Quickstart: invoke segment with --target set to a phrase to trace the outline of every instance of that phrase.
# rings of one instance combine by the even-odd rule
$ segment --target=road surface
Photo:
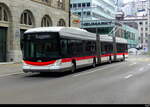
[[[0,75],[0,104],[149,103],[148,56],[130,56],[125,62],[88,67],[73,74],[39,75],[19,71]]]

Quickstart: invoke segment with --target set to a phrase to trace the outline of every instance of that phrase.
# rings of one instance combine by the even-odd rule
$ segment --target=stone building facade
[[[21,61],[20,38],[27,29],[68,26],[68,10],[69,0],[0,0],[0,62]]]

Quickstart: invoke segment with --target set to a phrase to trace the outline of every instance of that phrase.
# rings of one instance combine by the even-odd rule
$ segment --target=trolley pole
[[[150,53],[150,0],[148,0],[148,53]]]
[[[96,28],[96,52],[97,52],[97,64],[101,64],[101,42],[100,35],[98,34],[98,28]]]
[[[116,61],[117,60],[117,44],[116,44],[116,29],[115,28],[115,31],[113,32],[113,53],[114,53],[114,60]]]

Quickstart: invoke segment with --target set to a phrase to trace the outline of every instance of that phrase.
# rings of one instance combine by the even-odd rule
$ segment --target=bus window
[[[61,56],[63,58],[68,57],[68,40],[66,39],[61,39],[60,41],[60,46],[61,46]]]
[[[68,53],[72,57],[84,56],[84,48],[82,40],[68,40]]]
[[[52,35],[52,36],[51,36]],[[49,61],[60,58],[59,40],[55,33],[26,35],[24,40],[24,59]]]
[[[85,41],[85,52],[87,56],[92,56],[96,54],[96,42]]]

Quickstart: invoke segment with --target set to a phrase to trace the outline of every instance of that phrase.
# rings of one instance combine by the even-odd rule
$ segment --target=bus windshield
[[[23,57],[29,61],[51,61],[59,59],[58,33],[25,34],[23,38]]]

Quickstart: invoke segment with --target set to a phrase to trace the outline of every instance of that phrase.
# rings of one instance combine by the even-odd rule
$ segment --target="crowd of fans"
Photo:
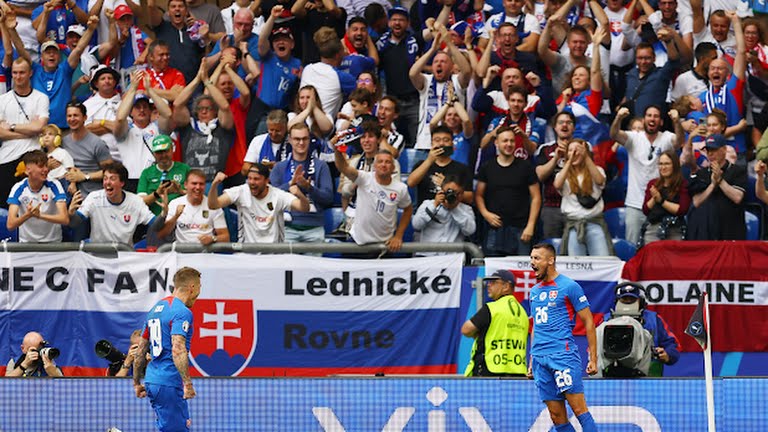
[[[768,203],[768,34],[737,0],[162,6],[0,0],[20,241],[610,255],[614,207],[641,247],[745,239]]]

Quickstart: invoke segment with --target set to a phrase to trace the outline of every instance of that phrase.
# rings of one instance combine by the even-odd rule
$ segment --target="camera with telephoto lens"
[[[459,193],[454,189],[447,189],[445,191],[445,202],[453,205],[459,199]]]
[[[94,350],[97,356],[109,362],[109,376],[114,376],[125,361],[126,355],[106,339],[96,342]]]
[[[40,344],[43,348],[40,348],[40,355],[48,357],[48,360],[53,360],[61,354],[58,348],[48,346],[48,341],[43,341]]]

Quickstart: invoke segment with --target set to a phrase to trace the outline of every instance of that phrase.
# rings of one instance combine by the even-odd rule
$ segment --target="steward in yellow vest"
[[[515,275],[498,270],[483,279],[492,302],[461,326],[475,338],[465,376],[525,376],[528,314],[515,298]]]

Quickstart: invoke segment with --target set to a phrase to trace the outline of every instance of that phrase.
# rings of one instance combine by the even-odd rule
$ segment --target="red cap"
[[[129,8],[126,5],[120,5],[117,8],[115,8],[115,19],[119,20],[120,18],[130,15],[133,16],[133,11],[131,11],[131,8]]]

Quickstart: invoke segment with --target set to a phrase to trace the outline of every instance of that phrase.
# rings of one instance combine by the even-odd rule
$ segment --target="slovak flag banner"
[[[453,374],[463,261],[0,252],[0,364],[38,331],[61,350],[65,375],[103,376],[96,342],[127,352],[176,269],[191,266],[202,274],[193,375]]]
[[[640,249],[624,266],[623,277],[645,286],[651,309],[676,333],[696,330],[689,322],[706,292],[714,325],[702,330],[708,330],[712,351],[765,352],[766,268],[766,242],[663,241]],[[695,339],[680,343],[684,351],[701,349]]]
[[[557,257],[556,267],[561,274],[575,280],[584,289],[589,300],[595,323],[613,307],[615,295],[613,288],[621,276],[624,262],[615,257]],[[515,297],[530,315],[528,294],[538,281],[531,270],[531,259],[525,256],[504,258],[486,258],[485,274],[496,270],[510,270],[515,274]],[[584,335],[581,320],[576,320],[573,330],[576,335]]]

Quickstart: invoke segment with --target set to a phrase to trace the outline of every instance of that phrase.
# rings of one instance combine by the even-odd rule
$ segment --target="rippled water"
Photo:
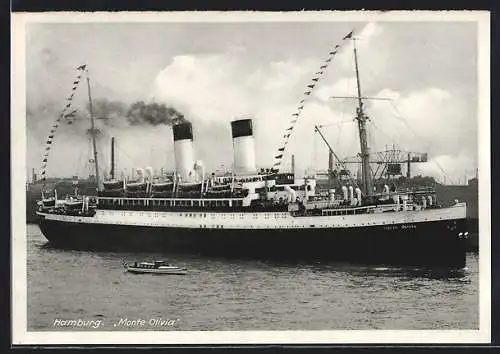
[[[474,254],[464,271],[444,274],[69,251],[47,246],[36,225],[27,230],[28,330],[478,329]],[[122,259],[146,258],[188,274],[124,272]]]

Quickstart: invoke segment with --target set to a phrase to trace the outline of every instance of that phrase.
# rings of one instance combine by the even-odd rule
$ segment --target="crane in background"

◆ **WHAT YOU HAVE TO DO**:
Could you write out the whole listing exactly, skipping every picture?

◆ **ANSWER SECTION**:
Quickstart: invoke segment with --target set to a phrase to trace the outline of every instance of that phrase.
# rings of one instance combine by the even-odd rule
$ segment --target=road surface
Photo:
[[[0,75],[0,104],[149,103],[148,56],[130,56],[125,62],[88,67],[73,74],[39,75],[19,71]]]

Quickstart: invoke segment with --target set to a phrase to trace the outline of every instance of that phrase.
# rings of one instance combine by the even-odd rule
$ segment --target=stone building facade
[[[21,61],[20,38],[27,29],[68,26],[68,10],[69,0],[0,0],[0,62]]]

Quickstart: invoke segment with --target set to a phrase to trace the outline of every instance of that phrase.
# rings of one instance combine by the even-odd rule
$ segment --target=trolley pole
[[[150,53],[150,0],[148,0],[148,53]]]
[[[96,28],[96,52],[97,52],[97,64],[101,64],[101,42],[100,35],[98,34],[98,28]]]
[[[116,61],[117,60],[117,44],[116,44],[116,29],[115,28],[115,31],[113,32],[113,53],[114,53],[114,60]]]

Quickstart: invoke segment with --target set to a phrase to trace the outline of every instance of that phrase.
# rings of one instance combine by the even-odd rule
$ segment --target=bus window
[[[61,56],[63,58],[68,57],[68,40],[66,39],[61,39],[60,41],[60,46],[61,46]]]
[[[68,53],[72,57],[84,56],[84,48],[82,40],[68,40]]]
[[[52,35],[52,36],[51,36]],[[49,61],[60,58],[59,40],[55,33],[26,35],[24,40],[24,59]]]
[[[85,41],[85,52],[87,56],[92,56],[96,54],[96,42]]]

Quickstart: invoke segment with --target set to a phrase to trace the outline of every instance of that phrase.
# rings of one instance combine by the even-odd rule
$ segment --target=bus windshield
[[[23,57],[29,61],[51,61],[59,59],[58,33],[25,34],[23,38]]]

Quickstart: invoke segment with --target set to a phrase to trace the outline of every instance of that phrase.
# rings of one instance combine by the even-odd rule
$ segment --target="crowd of fans"
Photo:
[[[768,203],[768,34],[737,0],[162,6],[0,0],[20,241],[610,255],[614,207],[641,247],[745,239]]]

Quickstart: invoke segment with --target set to a phrase to trace the outline of every instance of that phrase.
# rings of one instance combine by the even-odd rule
$ segment --target="camera with telephoto lens"
[[[459,193],[454,189],[447,189],[445,191],[445,202],[453,205],[459,199]]]
[[[94,350],[97,356],[109,362],[109,376],[114,376],[125,361],[126,355],[106,339],[96,342]]]
[[[40,344],[43,348],[40,348],[40,355],[48,357],[48,360],[53,360],[61,354],[58,348],[48,346],[48,341],[43,341]]]

Quickstart: invoke segment with --target set to a phrase to trace the outline of every instance of that phrase.
# rings of one instance combine by the even-odd rule
$ segment --target="steward in yellow vest"
[[[515,275],[498,270],[483,279],[492,302],[461,326],[475,338],[465,376],[525,376],[528,314],[515,298]]]

Quickstart: invoke segment with --target set to a phrase to trace the outline of every instance of that phrase.
# rings of one instance combine by the even-odd rule
$ segment --target="red cap"
[[[129,8],[126,5],[120,5],[117,8],[115,8],[115,19],[119,20],[120,18],[130,15],[133,16],[133,11],[131,11],[131,8]]]

Quickstart: invoke segment with --target set to a phrase to trace the outline of every instance of that phrase.
# rings of one instance combine by the even-odd rule
$ segment --target="slovak flag banner"
[[[453,374],[463,261],[0,252],[0,364],[38,331],[61,350],[65,375],[103,376],[96,342],[127,352],[176,269],[191,266],[202,274],[193,375]]]
[[[640,249],[624,266],[623,277],[645,286],[651,309],[676,333],[696,330],[689,322],[706,292],[714,325],[702,330],[708,330],[712,351],[765,352],[766,268],[766,242],[663,241]],[[695,339],[680,343],[684,351],[701,349]]]
[[[557,257],[556,267],[561,274],[575,280],[584,289],[589,300],[595,323],[613,307],[615,295],[613,288],[621,276],[624,262],[615,257]],[[515,297],[530,315],[528,294],[538,281],[531,270],[531,259],[525,256],[504,258],[486,258],[485,274],[496,270],[510,270],[515,274]],[[584,335],[581,320],[576,320],[573,330],[576,335]]]

Quickstart: invoke segment with --target set to a phrase to trace the outline of every instance of that phrase.
# rings of one instance combine by the even-odd rule
$ segment --target="rippled water"
Photo:
[[[474,254],[464,271],[444,274],[69,251],[47,246],[36,225],[27,230],[28,330],[478,329]],[[122,259],[146,258],[188,274],[124,272]]]

Quickstart: invoke segment with --target set to a phrase to trace the outline of every instance of that phrase.
# rings of one instance combine by the even-odd rule
$ segment --target="crane in background"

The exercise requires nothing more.